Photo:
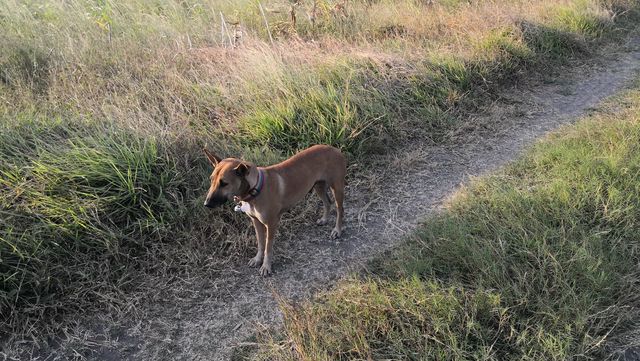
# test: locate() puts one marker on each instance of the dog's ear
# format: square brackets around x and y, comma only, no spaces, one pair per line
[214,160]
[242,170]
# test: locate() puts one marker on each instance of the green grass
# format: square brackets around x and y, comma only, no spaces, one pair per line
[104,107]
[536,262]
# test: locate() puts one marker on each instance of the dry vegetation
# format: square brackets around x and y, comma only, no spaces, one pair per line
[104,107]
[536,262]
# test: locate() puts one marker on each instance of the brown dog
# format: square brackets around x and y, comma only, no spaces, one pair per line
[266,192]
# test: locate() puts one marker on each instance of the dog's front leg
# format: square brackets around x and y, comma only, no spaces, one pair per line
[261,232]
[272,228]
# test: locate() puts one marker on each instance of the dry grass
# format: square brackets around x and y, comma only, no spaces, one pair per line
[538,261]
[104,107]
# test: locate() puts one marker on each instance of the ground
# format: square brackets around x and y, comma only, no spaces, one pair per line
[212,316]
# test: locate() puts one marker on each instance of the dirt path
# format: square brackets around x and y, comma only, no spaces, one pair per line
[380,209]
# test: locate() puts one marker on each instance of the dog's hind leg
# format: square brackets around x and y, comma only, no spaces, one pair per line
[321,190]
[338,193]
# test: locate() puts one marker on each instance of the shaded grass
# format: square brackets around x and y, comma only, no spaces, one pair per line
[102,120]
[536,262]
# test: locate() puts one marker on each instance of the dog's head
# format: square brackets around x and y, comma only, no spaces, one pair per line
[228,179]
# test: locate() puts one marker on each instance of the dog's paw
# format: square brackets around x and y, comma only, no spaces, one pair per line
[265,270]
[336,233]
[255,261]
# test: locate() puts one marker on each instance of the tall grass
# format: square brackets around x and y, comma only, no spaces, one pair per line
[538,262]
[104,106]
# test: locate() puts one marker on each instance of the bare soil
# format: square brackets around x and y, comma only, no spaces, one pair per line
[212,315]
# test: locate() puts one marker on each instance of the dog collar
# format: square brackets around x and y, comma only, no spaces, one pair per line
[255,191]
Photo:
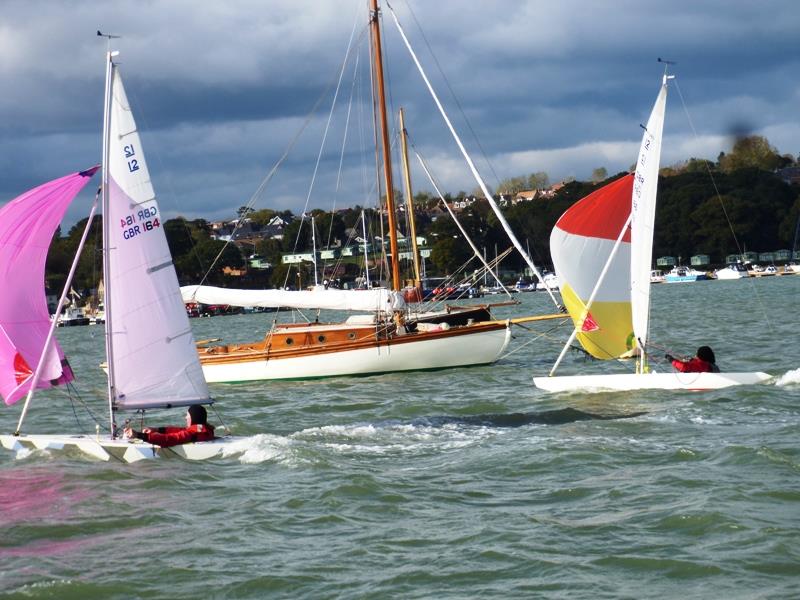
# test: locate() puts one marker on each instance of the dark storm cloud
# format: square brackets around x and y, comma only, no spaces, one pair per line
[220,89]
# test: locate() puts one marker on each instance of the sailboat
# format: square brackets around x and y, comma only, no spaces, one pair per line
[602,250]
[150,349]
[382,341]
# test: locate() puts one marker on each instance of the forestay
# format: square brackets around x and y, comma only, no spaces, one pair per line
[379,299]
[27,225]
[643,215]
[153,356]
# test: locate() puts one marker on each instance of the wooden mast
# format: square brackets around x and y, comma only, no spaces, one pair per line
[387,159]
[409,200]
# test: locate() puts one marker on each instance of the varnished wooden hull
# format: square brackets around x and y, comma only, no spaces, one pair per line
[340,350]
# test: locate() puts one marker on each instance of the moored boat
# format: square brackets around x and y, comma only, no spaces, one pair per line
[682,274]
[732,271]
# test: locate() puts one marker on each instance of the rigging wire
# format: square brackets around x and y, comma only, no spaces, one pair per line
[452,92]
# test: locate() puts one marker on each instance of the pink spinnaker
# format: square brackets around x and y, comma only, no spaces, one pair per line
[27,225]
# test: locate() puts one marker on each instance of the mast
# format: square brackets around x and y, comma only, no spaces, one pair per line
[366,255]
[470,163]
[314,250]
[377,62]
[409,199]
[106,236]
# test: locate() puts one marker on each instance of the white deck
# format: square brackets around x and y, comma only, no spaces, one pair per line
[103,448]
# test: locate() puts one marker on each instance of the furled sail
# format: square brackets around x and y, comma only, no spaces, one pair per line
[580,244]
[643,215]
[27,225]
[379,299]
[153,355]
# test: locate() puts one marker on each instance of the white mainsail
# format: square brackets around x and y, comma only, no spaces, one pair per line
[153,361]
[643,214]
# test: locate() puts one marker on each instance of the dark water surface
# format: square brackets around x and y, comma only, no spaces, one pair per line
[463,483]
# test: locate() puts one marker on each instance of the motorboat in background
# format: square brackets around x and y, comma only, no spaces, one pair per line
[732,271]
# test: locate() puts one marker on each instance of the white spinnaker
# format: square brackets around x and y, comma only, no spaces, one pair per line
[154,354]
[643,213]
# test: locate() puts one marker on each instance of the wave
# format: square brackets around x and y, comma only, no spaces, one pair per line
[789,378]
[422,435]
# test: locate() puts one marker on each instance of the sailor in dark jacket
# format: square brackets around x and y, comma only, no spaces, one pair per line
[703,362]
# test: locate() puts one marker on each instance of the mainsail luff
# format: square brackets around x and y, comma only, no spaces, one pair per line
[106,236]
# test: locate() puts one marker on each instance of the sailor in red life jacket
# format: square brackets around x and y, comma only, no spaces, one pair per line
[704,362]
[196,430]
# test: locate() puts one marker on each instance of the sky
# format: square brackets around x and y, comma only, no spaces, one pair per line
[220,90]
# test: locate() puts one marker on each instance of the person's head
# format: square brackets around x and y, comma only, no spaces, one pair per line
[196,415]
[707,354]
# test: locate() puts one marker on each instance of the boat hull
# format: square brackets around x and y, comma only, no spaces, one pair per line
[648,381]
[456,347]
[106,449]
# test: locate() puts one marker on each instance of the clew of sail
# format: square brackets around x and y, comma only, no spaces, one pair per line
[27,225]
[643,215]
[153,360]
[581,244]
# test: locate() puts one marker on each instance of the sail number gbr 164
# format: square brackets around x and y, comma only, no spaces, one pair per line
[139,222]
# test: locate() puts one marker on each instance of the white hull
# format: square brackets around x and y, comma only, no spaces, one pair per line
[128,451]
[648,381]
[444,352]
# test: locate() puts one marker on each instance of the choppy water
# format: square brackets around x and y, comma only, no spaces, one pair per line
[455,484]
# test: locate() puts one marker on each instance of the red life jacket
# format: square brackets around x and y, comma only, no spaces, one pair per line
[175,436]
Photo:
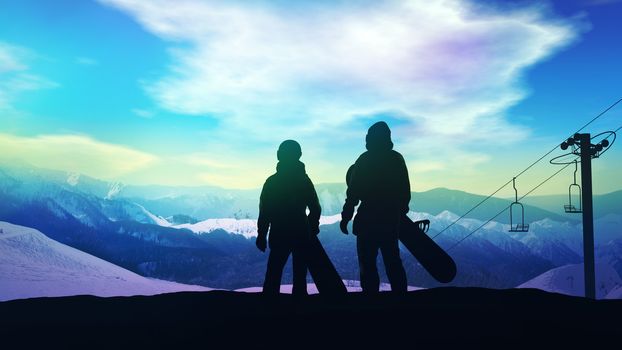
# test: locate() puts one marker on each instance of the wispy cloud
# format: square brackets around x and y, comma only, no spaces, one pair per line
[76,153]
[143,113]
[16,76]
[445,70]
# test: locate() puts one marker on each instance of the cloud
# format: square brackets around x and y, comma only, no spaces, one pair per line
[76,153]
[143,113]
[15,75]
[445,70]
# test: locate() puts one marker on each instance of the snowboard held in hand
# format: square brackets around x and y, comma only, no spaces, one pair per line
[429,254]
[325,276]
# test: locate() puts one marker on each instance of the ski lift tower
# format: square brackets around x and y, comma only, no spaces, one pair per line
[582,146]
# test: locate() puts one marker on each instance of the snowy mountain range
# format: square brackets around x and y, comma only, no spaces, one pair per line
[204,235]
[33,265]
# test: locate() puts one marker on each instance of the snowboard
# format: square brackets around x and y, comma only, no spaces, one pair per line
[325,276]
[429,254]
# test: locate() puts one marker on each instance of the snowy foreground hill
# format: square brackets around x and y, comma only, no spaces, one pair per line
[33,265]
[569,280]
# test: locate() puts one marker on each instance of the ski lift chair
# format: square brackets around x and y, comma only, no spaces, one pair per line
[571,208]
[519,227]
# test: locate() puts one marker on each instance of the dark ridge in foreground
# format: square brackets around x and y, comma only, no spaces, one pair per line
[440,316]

◇ ◇ ◇ ◇ ◇

# Exercise requirements
Copy out each record shown above without alteration, skipping any picture.

# Output for this task
Photo:
# test: locate() puts one marker on each instance of the dog's ear
# format: square brackets around x and y, comma only, no spaces, one pair per line
[214,160]
[242,170]
# test: locate() puts one marker on each instance of the green grass
# format: square brackets around x and y, comma only, no spaces, one pair per line
[104,107]
[536,262]
# test: locate() puts one marker on each instance of the dry vegetation
# format: square brackets around x and y, comma only, no spaces, one pair per line
[104,107]
[536,262]
# test: locate() puts one marker on each instance of the brown dog
# format: square brackets around x and y, comma only, no spaces, one pair per line
[266,192]
# test: locate() puts one marker on each instance of the dog's front leg
# format: square brackets around x and y, comma only, no spaces, one pair per line
[261,232]
[272,228]
# test: locate() puts one marker on each instance of the dry grass
# format: square brackets around x and y, comma only, no spaces, one pair per line
[538,261]
[104,107]
# test: locate() puts one marker on each instance of the ground
# format: square brackets around x and y, comma only, no spaces, one pair per line
[212,316]
# test: locate() puts one marker on each instance of the dirt path
# format: square brackets around x and y, comma only, no spaces, one pair per line
[380,209]
# test: locate() puts one marker on each instance of the dog's hind leg
# format: square brackets around x and y, comma only, no spaces, one pair per line
[321,190]
[338,193]
# test: locate() puts one marker on each instance of the shaded grass
# format: square brackets around x and y, comma only, no spaces, one pair per line
[102,120]
[536,262]
# test: locate() puts one marker on each instance of the dog's head
# format: square brackets around x and y, comma only, no spaces, one pair per line
[228,179]
# test: locate() puts one marker on each instance of the dog's paw
# format: square brackets around x and y, comma only, no spaces, one pair per line
[265,270]
[336,233]
[255,261]
# test: locate() puts one marker on each instance of the tall grass
# format: square brackets around x and y, comma only, no spaces, one pair per line
[538,262]
[104,106]
# test: locate() puts one marker on each instance of the bare soil
# format: square brackets around x and y, comma only, no spaces, one pair per line
[212,315]
# test: locate() puts one marker on each instance of the dog collar
# format: square brackets around x and y, comma only, no spaces, one pair per line
[255,191]
Photo:
# test: locate() puts one marker on each instance of the dark storm cloud
# format: square brackets around x and y, comma only, no spaces, one pair per line
[220,89]
# test: locate() puts one marker on each instance of the sailboat
# format: square brackets around x and y, comma only, no spaces, one pair per line
[602,250]
[150,349]
[382,341]
# test: locate() puts one marker on each instance of the forestay
# format: square brackets around x and y, comma only, no spaces, one pair per line
[379,299]
[27,225]
[643,215]
[153,356]
# test: locate() puts one marker on each instance of the wooden mast
# format: square brackets around x and y, comma only, no spaces, one pair per line
[387,159]
[409,200]
# test: locate() puts one marker on each instance of the varnished wooden hull
# format: square brackets around x and y, comma only, no spaces, one pair per line
[340,350]
# test: locate() puts one marker on each instance of the moored boat
# format: square brackets around x and y, comma only, no spaces, one pair per line
[682,274]
[732,271]
# test: locate() puts one marker on each instance of the rigging wire
# format: square brackets around x and y, comma only, no spaces, one pair per line
[452,92]
# test: locate() puts one marker on each instance of the pink spinnaker
# format: square brackets around x and y, comma only, no spaces, one pair per line
[27,225]
# test: locate() puts one marker on each instance of the mast
# format: square brackets around x and y, comma only, no spaces, one pair per line
[366,255]
[470,163]
[314,250]
[377,62]
[409,199]
[106,236]
# test: locate() puts one marker on each instance of the white deck
# format: square brackets around x and y, comma only, no spaces, one pair per line
[103,448]
# test: locate() puts one marker on each instance of the furled sail
# format: square brackets around x and y, comma only, no spaces, one pair per line
[580,244]
[643,215]
[27,225]
[379,299]
[153,355]
# test: locate() puts one marker on each instance of the white mainsail
# format: square brackets around x and y, comma only, no spaces, one pair per line
[153,361]
[643,214]
# test: locate() puts one marker on each instance of the dark water surface
# format: square brackets around x and y, comma only, no spaces, one pair per line
[463,483]
# test: locate() puts one marker on each instance of the motorboat in background
# format: square brackets around x and y, comma only, no spaces, one pair per line
[732,271]
# test: locate() puts one marker on each instance of the white spinnaker
# format: square brackets around x and y, comma only, no spaces, one pair per line
[154,354]
[643,213]
# test: locate() puts one marker on each instance of the wave
# format: square brackets around x and y, comma only, no spaces, one pair per line
[789,378]
[422,435]
# test: locate() puts one marker on each instance of the sailor in dark jacket
# format: square brackets around x and y, comma only, no spaces, one pair per line
[703,362]
# test: locate() puts one marker on each instance of the mainsail luff
# format: square brackets around x and y, comma only, no spaces, one pair per line
[106,236]
# test: locate() puts one marker on each instance of the sailor in red life jacket
# format: square brackets around x and y, comma only, no spaces, one pair per line
[704,362]
[196,430]
# test: locate() puts one marker on each instance of the sky
# format: square brackets around x and y, comma only, no spaces, one pair per line
[220,90]
# test: locate() puts one marker on each instance of the person's head
# format: square brackets around x and y, comma only, no spaces, one pair per line
[196,415]
[707,354]
# test: locate() puts one marker on each instance of the boat hull
# format: square brackets around x and y, comma only, no spaces, one pair per line
[648,381]
[456,347]
[106,449]
# test: locate() puts one marker on each instance of the clew of sail
# format: square brackets around x and y, comma only, no spaces, one pair per line
[27,225]
[643,215]
[153,360]
[581,244]
# test: locate() puts one marker on each instance of the sail number gbr 164
# format: square brackets around x and y, comma only, no spaces, one pair per line
[139,222]
# test: locate() puts one marker on each instance of the white hull
# format: square brackets around x and y, comma only, no spaces, one pair per line
[128,451]
[648,381]
[444,352]
# test: locate() puts one marker on each instance of the choppy water
# format: square brackets around x and y, comma only, no spaces, one pair per line
[455,484]
# test: locate() puts one marker on each instance of the red life jacket
# format: square brackets around x and y, comma only, no spaces, one pair per line
[175,436]
Photo:
# test: locate() puts one marker on each instance of the wispy cloud
# format: square brackets around x and y, comma only, no spaces, one pair per line
[76,153]
[143,113]
[16,76]
[445,70]
# test: locate() puts one marker on each instance of the cloud
# format: square brackets around x and y, comma only, no spaces, one pair per line
[76,153]
[143,113]
[15,75]
[445,70]
# test: locate() puts one marker on each instance of the snowboard held in hand
# format: square brackets around x and y, comma only, no spaces, one pair per line
[429,254]
[325,276]
# test: locate() puts one marker on each instance of the ski lift tower
# format: square brackets around x and y, comma only, no spaces, one pair per line
[582,146]
# test: locate() puts one marker on each instance of the snowy mountain range
# format: square brackets around x and y, comma only, no spaces, one pair per line
[204,235]
[33,265]
# test: locate() puts one marker on each instance of the snowboard
# format: square brackets around x and y, comma only, no spaces, one pair per line
[325,276]
[429,254]
# test: locate() puts one marker on each instance of the snowy foreground hill
# format: square brackets around x and y, comma only, no spaces, one pair per line
[33,265]
[569,280]
# test: locate() puts one marker on each instance of the ski lift chair
# format: square brackets around x and y, comma only, no spaces, one pair per line
[571,208]
[519,227]
# test: locate() puts one marker on each instance of the dark ridge in foreground
# format: square brackets around x and y, comma only, no spaces, one pair per line
[440,316]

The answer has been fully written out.